Dataset records
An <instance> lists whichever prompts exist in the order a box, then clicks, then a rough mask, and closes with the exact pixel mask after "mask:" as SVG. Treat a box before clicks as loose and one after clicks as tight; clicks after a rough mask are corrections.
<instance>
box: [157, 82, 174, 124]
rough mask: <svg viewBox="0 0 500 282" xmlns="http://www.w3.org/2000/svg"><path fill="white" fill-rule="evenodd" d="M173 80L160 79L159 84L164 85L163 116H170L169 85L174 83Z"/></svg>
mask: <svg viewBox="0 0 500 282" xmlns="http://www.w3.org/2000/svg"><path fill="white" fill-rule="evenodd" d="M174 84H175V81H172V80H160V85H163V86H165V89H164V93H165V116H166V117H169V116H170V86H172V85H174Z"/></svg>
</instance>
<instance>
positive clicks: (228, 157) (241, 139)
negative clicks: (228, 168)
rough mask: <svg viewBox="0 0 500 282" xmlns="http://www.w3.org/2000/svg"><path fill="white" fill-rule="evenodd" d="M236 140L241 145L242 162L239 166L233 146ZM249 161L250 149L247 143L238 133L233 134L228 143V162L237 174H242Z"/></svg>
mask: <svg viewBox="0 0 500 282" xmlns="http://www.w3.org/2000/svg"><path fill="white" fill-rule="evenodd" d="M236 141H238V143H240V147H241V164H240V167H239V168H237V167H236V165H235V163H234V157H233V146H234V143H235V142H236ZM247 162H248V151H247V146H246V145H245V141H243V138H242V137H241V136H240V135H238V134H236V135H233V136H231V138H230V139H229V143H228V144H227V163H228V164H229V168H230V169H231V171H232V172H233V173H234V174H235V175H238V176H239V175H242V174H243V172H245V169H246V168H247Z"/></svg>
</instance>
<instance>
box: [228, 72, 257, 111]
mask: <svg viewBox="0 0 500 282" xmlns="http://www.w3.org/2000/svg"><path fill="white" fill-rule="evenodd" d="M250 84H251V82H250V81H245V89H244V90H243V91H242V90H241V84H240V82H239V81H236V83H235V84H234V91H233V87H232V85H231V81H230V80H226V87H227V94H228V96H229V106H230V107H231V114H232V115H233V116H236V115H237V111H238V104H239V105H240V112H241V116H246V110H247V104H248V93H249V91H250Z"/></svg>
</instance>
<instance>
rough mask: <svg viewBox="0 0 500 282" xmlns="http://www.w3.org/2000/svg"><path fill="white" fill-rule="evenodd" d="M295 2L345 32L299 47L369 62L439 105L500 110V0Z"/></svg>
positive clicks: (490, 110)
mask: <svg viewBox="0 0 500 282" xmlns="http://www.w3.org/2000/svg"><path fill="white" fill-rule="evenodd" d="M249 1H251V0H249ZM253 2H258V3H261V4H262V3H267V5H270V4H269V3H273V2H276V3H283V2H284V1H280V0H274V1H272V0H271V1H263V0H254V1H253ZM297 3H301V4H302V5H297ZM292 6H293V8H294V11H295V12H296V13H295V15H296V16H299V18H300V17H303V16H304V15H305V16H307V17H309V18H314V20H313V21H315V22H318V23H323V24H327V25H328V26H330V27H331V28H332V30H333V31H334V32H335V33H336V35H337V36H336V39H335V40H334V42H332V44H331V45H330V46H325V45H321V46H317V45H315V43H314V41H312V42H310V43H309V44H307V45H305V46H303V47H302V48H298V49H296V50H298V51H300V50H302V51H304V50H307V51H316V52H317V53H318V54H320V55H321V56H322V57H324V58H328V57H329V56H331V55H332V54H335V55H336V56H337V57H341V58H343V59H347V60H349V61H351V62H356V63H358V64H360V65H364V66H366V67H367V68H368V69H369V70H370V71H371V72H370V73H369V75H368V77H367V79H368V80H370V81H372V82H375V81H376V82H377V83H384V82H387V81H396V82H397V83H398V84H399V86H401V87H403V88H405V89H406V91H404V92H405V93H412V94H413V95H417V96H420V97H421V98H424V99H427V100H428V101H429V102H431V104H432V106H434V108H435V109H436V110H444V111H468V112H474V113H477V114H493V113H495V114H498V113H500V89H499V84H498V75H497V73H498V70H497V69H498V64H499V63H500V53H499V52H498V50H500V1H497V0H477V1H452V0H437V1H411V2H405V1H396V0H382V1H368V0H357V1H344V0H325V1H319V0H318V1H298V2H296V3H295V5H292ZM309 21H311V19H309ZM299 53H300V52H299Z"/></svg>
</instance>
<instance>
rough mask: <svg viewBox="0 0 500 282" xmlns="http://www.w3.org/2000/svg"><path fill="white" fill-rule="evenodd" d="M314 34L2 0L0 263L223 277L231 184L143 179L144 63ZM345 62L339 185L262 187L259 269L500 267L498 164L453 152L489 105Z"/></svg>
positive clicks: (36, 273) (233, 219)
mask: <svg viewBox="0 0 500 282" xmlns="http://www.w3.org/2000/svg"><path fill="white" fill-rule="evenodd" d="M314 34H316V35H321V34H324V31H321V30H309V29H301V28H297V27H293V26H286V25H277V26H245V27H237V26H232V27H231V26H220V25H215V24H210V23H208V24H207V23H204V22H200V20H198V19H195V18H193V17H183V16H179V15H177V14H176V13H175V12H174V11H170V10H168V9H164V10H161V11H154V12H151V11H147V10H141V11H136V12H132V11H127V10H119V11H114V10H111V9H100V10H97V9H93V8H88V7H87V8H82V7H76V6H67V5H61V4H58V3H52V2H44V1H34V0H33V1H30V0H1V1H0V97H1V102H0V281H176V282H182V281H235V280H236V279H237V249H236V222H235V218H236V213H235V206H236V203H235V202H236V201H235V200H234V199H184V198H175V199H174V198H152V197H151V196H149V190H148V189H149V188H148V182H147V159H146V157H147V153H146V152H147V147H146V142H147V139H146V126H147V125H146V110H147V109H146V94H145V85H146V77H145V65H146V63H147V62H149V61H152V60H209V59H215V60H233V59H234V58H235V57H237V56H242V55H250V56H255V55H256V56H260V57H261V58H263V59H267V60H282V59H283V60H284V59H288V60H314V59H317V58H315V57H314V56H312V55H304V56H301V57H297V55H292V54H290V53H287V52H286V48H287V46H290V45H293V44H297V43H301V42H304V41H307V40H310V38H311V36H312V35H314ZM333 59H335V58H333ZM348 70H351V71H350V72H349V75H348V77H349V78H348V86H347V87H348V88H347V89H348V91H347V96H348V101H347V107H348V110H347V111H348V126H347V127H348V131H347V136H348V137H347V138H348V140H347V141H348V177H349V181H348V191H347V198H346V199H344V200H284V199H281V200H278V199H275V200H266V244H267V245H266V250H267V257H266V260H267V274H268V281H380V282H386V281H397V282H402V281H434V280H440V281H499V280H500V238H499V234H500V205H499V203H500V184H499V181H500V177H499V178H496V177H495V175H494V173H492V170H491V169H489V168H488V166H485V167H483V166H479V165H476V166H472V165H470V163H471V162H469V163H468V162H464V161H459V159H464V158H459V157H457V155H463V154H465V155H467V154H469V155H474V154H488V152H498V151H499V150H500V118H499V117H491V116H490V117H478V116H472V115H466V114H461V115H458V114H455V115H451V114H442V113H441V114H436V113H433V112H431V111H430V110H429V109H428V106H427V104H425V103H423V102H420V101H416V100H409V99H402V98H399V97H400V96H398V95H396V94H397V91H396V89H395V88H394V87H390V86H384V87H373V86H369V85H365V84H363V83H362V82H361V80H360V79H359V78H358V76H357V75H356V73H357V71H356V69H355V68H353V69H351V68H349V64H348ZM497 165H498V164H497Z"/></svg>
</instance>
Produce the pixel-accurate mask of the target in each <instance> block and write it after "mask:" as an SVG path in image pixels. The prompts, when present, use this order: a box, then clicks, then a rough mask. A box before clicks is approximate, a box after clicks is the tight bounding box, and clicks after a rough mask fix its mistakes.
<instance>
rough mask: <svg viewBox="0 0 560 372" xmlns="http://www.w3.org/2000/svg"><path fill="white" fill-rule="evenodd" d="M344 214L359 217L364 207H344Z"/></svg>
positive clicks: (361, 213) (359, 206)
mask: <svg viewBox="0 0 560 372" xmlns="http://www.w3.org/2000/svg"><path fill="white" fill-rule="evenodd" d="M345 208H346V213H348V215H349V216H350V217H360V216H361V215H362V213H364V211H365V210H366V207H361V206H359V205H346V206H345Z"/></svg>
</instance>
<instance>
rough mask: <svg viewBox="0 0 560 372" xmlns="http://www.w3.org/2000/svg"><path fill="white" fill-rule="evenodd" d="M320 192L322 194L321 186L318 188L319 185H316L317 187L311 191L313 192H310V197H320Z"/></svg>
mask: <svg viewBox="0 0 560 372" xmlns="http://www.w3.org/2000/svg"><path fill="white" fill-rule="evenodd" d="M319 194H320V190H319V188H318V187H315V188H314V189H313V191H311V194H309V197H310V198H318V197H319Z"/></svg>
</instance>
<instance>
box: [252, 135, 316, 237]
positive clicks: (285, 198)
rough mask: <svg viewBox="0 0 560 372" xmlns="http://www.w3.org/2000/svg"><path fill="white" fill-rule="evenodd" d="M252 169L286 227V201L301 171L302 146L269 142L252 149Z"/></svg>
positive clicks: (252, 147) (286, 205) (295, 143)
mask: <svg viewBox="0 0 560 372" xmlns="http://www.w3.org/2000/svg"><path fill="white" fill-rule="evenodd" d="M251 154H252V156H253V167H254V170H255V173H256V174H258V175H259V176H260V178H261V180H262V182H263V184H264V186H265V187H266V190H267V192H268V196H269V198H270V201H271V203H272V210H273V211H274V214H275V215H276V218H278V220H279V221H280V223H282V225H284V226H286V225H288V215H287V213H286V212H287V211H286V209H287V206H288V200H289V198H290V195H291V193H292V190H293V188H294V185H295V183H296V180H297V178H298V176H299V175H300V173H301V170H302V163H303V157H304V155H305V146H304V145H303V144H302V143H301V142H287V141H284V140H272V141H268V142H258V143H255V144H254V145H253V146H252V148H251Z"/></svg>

Aim of the exercise
Every line from the one containing "169L286 227V201L301 171L302" through the last line of the entries above must be output exactly. Leave the rest out.

Exercise answer
rough mask: <svg viewBox="0 0 560 372" xmlns="http://www.w3.org/2000/svg"><path fill="white" fill-rule="evenodd" d="M252 169L286 227V201L301 171L302 146L269 142L252 149Z"/></svg>
positive clicks: (252, 147) (286, 205) (295, 143)
mask: <svg viewBox="0 0 560 372" xmlns="http://www.w3.org/2000/svg"><path fill="white" fill-rule="evenodd" d="M251 154H252V156H253V167H254V170H255V173H256V174H258V175H259V176H260V178H261V180H262V182H263V184H264V186H265V187H266V190H267V192H268V196H269V198H270V201H271V203H272V210H273V211H274V214H275V215H276V218H278V220H279V221H280V223H282V225H284V226H286V225H288V215H287V213H286V212H287V211H286V209H287V206H288V200H289V198H290V195H291V193H292V190H293V188H294V185H295V183H296V180H297V178H298V176H299V175H300V173H301V170H302V163H303V157H304V155H305V146H304V145H303V144H302V143H301V142H287V141H284V140H272V141H268V142H258V143H255V144H254V145H253V146H252V148H251Z"/></svg>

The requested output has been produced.